**PASSAGE SHOWN:**
# Khan vs Canelo



## Bigdaddy212 (May 7, 2016)

Didn't see the fight but saw a still pic of khan on the mat and he looked dead they say he got blasted and by the looks of it he did

http://sports.yahoo.com/news/alvarez-kos-khan-retain-wbc-middleweight-title-042920190--box.html#


----------



## Corso312 (May 8, 2016)

Triple G will steamroll Alvarez.


----------



## Bigdaddy212 (May 8, 2016)

Agreed


----------



## a mongo frog (May 8, 2016)

Bigdaddy212 said:


> Agreed


Without google can you name 4 fighters GGG has fought?


----------



## testiclees (May 8, 2016)

I get the sense that not many are looking to face him


----------



## Corso312 (May 8, 2016)

a mongo frog said:


> Without google can you name 4 fighters GGG has fought?





Everybody ducks him, he can't force these cowards to fight.


----------



## Corso312 (May 8, 2016)

testiclees said:


> I get the sense that not many are looking to face him






Alvarez been ducking him for long time, nobody wants to get in the ring with Triple G..who has Alvarez fought? Khan? Lol..dude got no chin, May weather embarrassed him and Floyd won't go near gannady.


----------



## testiclees (May 8, 2016)

Mayweather is a fucking riot

2/16

"When asked by fans recently if he would be willing to fight Golovkin, Mayweather said that he can barely make the welterweight limit of 147lbs, and he doesn’t see how he could make the upper middleweight limit of 160lbs for a fight against Golovkin. But in the next breath, Mayweather says that Golovkin is a basic fighter, nothing special, and an easy opponent for him at middleweight.

**RECORD EXCERPTS:**
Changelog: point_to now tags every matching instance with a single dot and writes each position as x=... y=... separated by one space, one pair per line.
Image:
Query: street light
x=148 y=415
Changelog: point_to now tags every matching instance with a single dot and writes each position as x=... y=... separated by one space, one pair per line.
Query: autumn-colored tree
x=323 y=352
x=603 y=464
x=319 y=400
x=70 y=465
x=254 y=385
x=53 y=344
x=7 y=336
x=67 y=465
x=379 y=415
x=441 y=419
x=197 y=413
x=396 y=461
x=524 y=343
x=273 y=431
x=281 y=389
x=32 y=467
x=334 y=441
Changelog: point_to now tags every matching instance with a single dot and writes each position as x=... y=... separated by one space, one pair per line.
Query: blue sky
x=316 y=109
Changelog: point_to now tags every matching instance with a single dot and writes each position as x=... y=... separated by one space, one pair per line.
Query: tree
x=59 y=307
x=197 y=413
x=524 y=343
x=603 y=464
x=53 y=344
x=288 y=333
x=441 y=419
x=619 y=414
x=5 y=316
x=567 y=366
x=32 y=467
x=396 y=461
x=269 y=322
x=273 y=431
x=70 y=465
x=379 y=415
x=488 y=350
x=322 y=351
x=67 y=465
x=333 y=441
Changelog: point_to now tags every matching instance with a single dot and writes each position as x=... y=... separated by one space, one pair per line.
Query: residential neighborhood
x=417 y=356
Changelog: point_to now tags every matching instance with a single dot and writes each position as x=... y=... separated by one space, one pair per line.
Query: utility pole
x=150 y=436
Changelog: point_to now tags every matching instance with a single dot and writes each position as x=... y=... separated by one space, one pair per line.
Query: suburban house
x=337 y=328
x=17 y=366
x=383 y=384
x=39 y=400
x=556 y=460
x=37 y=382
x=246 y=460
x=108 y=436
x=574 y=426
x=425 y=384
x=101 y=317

---

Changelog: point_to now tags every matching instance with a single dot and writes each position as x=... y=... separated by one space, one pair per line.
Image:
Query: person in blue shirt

**WHAT YOU ARE ASKED TO DO:** Reproduce the Khan vs Canelo thread word for word, from its title through its final line. Rely only on the Khan vs Canelo thread, not on the data.

**RESPONSE FOR THIS EXERCISE:**
# Khan vs Canelo



## Bigdaddy212 (May 7, 2016)

Didn't see the fight but saw a still pic of khan on the mat and he looked dead they say he got blasted and by the looks of it he did

http://sports.yahoo.com/news/alvarez-kos-khan-retain-wbc-middleweight-title-042920190--box.html#


----------



## Corso312 (May 8, 2016)

Triple G will steamroll Alvarez.


----------



## Bigdaddy212 (May 8, 2016)

Agreed


----------



## a mongo frog (May 8, 2016)

Bigdaddy212 said:


> Agreed


Without google can you name 4 fighters GGG has fought?


----------



## testiclees (May 8, 2016)

I get the sense that not many are looking to face him


----------



## Corso312 (May 8, 2016)

a mongo frog said:


> Without google can you name 4 fighters GGG has fought?





Everybody ducks him, he can't force these cowards to fight.


----------



## Corso312 (May 8, 2016)

testiclees said:


> I get the sense that not many are looking to face him






Alvarez been ducking him for long time, nobody wants to get in the ring with Triple G..who has Alvarez fought? Khan? Lol..dude got no chin, May weather embarrassed him and Floyd won't go near gannady.


----------



## testiclees (May 8, 2016)

Mayweather is a fucking riot

2/16

"When asked by fans recently if he would be willing to fight Golovkin, Mayweather said that he can barely make the welterweight limit of 147lbs, and he doesn’t see how he could make the upper middleweight limit of 160lbs for a fight against Golovkin. But in the next breath, Mayweather says that Golovkin is a basic fighter, nothing special, and an easy opponent for him at middleweight.